The importance of Communication

Just thought I’d rip up a quite note on the importance of good communication and how it can make your paddling experience more fun and a lot safer. When I’m talking about good communication I mean more than “hey are the cameras ready? Because I don’t want you to miss the shot”. While this may be important as well, it really doesn’t make your boating experience safer.

First off it is always a good idea to review all of your river signals with your crew so that there is absolutely no question about what is going on. All the signals are the same though right? I used to think that when I was first taught the ‘universal’ river signals but later found out that it is far from true. Some examples I’ve witnessed – I was scouting a pretty burly rapid that included a 10 foot boof. After communicating this information to my friend upstream he quickly got out of his boat and hiked down to look for himself. When he got there he laughed and was somewhat relieved because he thought it was a 10 meter boof (30 feet) because that’s the way he always communicates distances, in meters. I’m just glad he wasn’t scouting and gave me the sign for a ‘20’. I would have run it thinking it was feet and would have had a long time to think about that mistake as I ran a blind 60 footer.

Some groups of boaters also develop some of there own signals that might be confusing if you aren’t aware of them ahead of time. My friend tumbled over an ‘unrunnable’ drop (he survived) because the person he was boating with seemed to point him towards it. Afterwards it was discovered that he was using an arm signal to indicate how steep the rapid was. A very small difference that could have had catastrophic results. The crew I boat with a lot has a very special signal indicating that there are strainers up ahead. If you didn’t boat with me and saw me give this signal you would probably think I was being quite obscene!

DIRECTIONS
Continue the piece on communication and river signals in paddling from where it stops. The data that comes next is separate material, unrelated to the piece on paddling communication.

Object position labeling entries
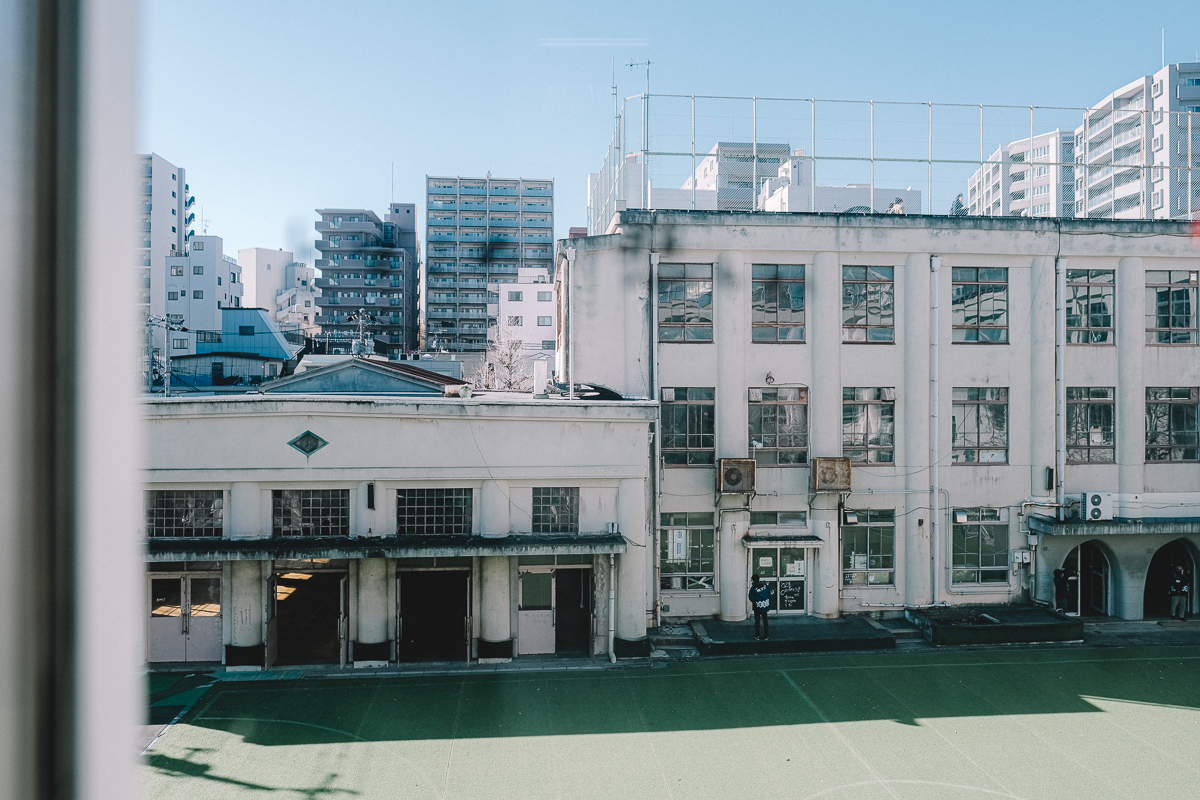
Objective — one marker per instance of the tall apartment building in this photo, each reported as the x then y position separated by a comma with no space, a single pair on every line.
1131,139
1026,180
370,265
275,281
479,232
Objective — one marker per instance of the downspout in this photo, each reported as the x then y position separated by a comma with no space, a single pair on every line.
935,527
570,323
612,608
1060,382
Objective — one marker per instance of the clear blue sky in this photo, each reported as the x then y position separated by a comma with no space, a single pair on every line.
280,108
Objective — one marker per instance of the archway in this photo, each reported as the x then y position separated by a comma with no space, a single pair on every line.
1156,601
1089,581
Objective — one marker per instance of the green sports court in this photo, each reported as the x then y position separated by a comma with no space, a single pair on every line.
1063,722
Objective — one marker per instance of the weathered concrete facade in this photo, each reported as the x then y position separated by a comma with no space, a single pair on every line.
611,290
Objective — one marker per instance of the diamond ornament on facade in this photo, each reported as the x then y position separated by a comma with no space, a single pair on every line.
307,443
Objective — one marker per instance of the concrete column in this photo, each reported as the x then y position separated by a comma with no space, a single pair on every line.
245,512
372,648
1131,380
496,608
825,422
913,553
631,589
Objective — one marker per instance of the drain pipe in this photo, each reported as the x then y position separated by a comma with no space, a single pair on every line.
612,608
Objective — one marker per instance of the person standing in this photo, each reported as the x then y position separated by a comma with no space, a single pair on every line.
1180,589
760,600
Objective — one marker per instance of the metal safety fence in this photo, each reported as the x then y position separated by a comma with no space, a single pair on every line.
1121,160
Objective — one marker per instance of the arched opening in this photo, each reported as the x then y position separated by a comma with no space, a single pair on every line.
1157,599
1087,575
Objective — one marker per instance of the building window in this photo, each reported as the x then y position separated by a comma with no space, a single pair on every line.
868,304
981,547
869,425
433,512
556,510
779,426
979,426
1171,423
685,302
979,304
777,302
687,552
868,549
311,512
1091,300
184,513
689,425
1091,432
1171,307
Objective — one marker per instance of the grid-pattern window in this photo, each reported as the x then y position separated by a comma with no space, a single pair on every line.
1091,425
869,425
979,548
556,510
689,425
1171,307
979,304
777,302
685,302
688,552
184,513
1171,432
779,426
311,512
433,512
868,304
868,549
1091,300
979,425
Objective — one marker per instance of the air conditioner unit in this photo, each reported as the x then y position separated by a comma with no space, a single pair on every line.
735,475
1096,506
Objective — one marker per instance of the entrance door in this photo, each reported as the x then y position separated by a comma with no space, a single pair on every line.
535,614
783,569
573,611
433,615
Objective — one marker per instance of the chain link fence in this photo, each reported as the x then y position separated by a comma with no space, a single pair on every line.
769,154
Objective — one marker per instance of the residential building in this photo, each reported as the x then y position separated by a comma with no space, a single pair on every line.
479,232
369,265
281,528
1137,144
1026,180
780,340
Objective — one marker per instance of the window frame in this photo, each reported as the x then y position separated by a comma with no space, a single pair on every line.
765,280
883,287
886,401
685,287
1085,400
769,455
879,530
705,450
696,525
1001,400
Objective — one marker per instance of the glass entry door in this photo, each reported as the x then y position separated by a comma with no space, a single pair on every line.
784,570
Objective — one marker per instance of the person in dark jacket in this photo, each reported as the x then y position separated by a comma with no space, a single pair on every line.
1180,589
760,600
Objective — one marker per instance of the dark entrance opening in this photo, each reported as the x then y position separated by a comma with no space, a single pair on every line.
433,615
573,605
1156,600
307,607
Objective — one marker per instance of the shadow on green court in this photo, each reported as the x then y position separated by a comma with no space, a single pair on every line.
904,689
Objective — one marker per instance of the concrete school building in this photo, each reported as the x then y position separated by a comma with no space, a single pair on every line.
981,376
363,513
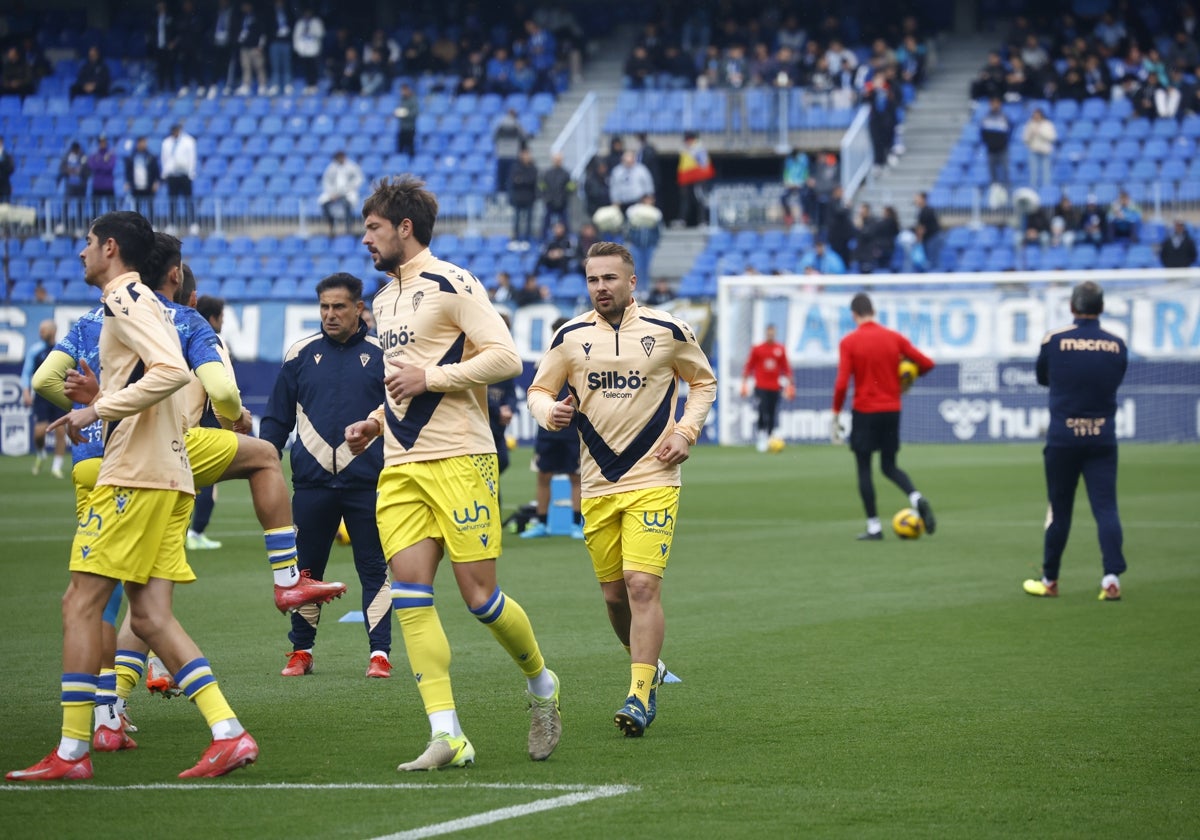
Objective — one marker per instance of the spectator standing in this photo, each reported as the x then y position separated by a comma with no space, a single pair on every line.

ANSWER TO THIS TASK
The last point I’m going to mention on the topic is that good communication needs to be two way. This means that if you get a signal, you reply with a signal. This is just a means of confirming that both parties involved understand each other and they are both ready for the boater to come down. If I give a signal and it isn’t returned I assume that the person doesn’t know what I want them to do and will keep trying to explain it until I see some sort of confirmation.

Probably one of the best exercises you could do with you boating crew is practice relaying messages with only hand signals on easy, low consequence rivers. After the rapid have a mini debrief between the paddler and the scouter and see if the message got communicated properly. Practice this method often so that when you get into harder and higher consequence rapids you can concentrate on the job at hand and know with confidence that you are on your line. Or a least the line your partner thinks you should be on……

Go boat an be safe!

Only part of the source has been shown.